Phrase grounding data
>>>>>

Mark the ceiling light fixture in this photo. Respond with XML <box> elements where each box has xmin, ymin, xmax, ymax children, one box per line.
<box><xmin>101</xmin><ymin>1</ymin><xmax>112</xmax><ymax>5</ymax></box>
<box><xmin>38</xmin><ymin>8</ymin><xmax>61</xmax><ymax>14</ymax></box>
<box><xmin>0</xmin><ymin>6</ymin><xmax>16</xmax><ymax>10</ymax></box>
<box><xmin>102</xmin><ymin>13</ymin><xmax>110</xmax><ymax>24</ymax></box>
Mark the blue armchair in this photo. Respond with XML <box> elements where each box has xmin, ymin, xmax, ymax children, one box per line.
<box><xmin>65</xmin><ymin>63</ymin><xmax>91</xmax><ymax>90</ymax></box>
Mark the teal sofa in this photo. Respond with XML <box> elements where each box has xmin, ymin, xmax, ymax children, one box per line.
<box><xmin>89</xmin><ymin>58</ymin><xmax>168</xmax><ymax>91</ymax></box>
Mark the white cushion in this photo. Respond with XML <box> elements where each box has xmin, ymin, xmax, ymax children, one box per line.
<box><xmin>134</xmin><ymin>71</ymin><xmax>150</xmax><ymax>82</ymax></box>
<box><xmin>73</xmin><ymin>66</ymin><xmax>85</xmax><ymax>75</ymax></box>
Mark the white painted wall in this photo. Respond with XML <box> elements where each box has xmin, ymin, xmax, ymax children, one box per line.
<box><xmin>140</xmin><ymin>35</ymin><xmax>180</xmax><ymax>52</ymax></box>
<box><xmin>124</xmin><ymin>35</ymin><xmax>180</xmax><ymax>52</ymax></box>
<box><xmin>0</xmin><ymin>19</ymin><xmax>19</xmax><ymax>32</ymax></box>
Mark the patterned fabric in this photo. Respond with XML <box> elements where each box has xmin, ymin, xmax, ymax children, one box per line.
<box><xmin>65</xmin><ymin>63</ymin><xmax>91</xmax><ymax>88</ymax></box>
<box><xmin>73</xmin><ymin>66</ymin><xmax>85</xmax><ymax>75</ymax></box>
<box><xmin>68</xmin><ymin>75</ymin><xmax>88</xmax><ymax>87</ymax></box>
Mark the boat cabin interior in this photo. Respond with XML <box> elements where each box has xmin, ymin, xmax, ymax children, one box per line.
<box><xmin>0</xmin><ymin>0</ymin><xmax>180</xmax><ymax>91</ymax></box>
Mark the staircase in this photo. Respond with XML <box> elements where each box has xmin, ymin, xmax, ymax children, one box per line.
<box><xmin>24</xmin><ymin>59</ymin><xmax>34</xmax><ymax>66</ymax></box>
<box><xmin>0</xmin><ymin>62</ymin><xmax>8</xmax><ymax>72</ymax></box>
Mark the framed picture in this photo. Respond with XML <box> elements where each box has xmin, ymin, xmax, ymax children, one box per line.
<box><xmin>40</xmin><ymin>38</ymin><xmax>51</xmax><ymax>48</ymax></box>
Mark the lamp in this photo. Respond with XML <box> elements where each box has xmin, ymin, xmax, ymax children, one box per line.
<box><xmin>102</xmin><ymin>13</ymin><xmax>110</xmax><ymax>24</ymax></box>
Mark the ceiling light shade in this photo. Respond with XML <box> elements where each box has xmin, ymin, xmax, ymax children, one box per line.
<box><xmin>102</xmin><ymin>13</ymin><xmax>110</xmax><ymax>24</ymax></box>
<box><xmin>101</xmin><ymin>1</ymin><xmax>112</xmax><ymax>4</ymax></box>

<<<<<

Copy every record again, keeping each word unchanged.

**Finished task**
Mark the ceiling light fixture in this photo. Respond with XML <box> elements where each box has xmin, ymin, xmax, ymax children, one box per line.
<box><xmin>101</xmin><ymin>1</ymin><xmax>112</xmax><ymax>5</ymax></box>
<box><xmin>38</xmin><ymin>8</ymin><xmax>61</xmax><ymax>14</ymax></box>
<box><xmin>0</xmin><ymin>6</ymin><xmax>16</xmax><ymax>10</ymax></box>
<box><xmin>102</xmin><ymin>13</ymin><xmax>110</xmax><ymax>24</ymax></box>
Mark the blue armchair in this photo. Respond with XML <box> elements where each box has xmin, ymin, xmax, ymax children, one box per line.
<box><xmin>65</xmin><ymin>63</ymin><xmax>91</xmax><ymax>90</ymax></box>
Mark the teal sofa in this photo. Respond with XML <box> elements where each box has xmin, ymin, xmax, ymax children, one box per line.
<box><xmin>89</xmin><ymin>58</ymin><xmax>168</xmax><ymax>91</ymax></box>
Mark the white cushion in this photo. Respond with XML <box> elements where each box has xmin, ymin, xmax, ymax children, one box per line.
<box><xmin>134</xmin><ymin>71</ymin><xmax>150</xmax><ymax>82</ymax></box>
<box><xmin>73</xmin><ymin>66</ymin><xmax>85</xmax><ymax>75</ymax></box>
Mark the white painted wall in this photo. Respond with XML <box> elements where each box has xmin, ymin, xmax, ymax children, one box per line.
<box><xmin>140</xmin><ymin>35</ymin><xmax>180</xmax><ymax>52</ymax></box>
<box><xmin>124</xmin><ymin>35</ymin><xmax>180</xmax><ymax>52</ymax></box>
<box><xmin>0</xmin><ymin>19</ymin><xmax>19</xmax><ymax>32</ymax></box>
Mark the patterned fabric in this photo. Respond with XML <box> elements where each box has xmin, ymin, xmax, ymax children, one box per line.
<box><xmin>65</xmin><ymin>63</ymin><xmax>91</xmax><ymax>88</ymax></box>
<box><xmin>73</xmin><ymin>66</ymin><xmax>85</xmax><ymax>75</ymax></box>
<box><xmin>68</xmin><ymin>75</ymin><xmax>88</xmax><ymax>87</ymax></box>
Mark the boat cabin interior in this photo. Respond with XML <box> elements where each box has xmin, ymin, xmax, ymax children, one box per line.
<box><xmin>0</xmin><ymin>0</ymin><xmax>180</xmax><ymax>91</ymax></box>
Mark the staircase in this photo. Respond with XML <box> elements where each box has xmin, ymin, xmax, ymax children, one box per line.
<box><xmin>24</xmin><ymin>59</ymin><xmax>34</xmax><ymax>66</ymax></box>
<box><xmin>0</xmin><ymin>62</ymin><xmax>8</xmax><ymax>72</ymax></box>
Mark the framed picture in this photo. Respond with XML <box> elements where each box has xmin, ymin, xmax, ymax children, one box per line.
<box><xmin>40</xmin><ymin>38</ymin><xmax>51</xmax><ymax>48</ymax></box>
Mark the lamp in this photo. Respond with XML <box> elements where each box has xmin, ymin, xmax, ymax children, one box per line.
<box><xmin>102</xmin><ymin>13</ymin><xmax>110</xmax><ymax>24</ymax></box>
Mark the ceiling light shade in this photo. Respond with XML <box> elements where each box has xmin, ymin, xmax, ymax children, one box per line.
<box><xmin>102</xmin><ymin>13</ymin><xmax>110</xmax><ymax>24</ymax></box>
<box><xmin>101</xmin><ymin>1</ymin><xmax>112</xmax><ymax>4</ymax></box>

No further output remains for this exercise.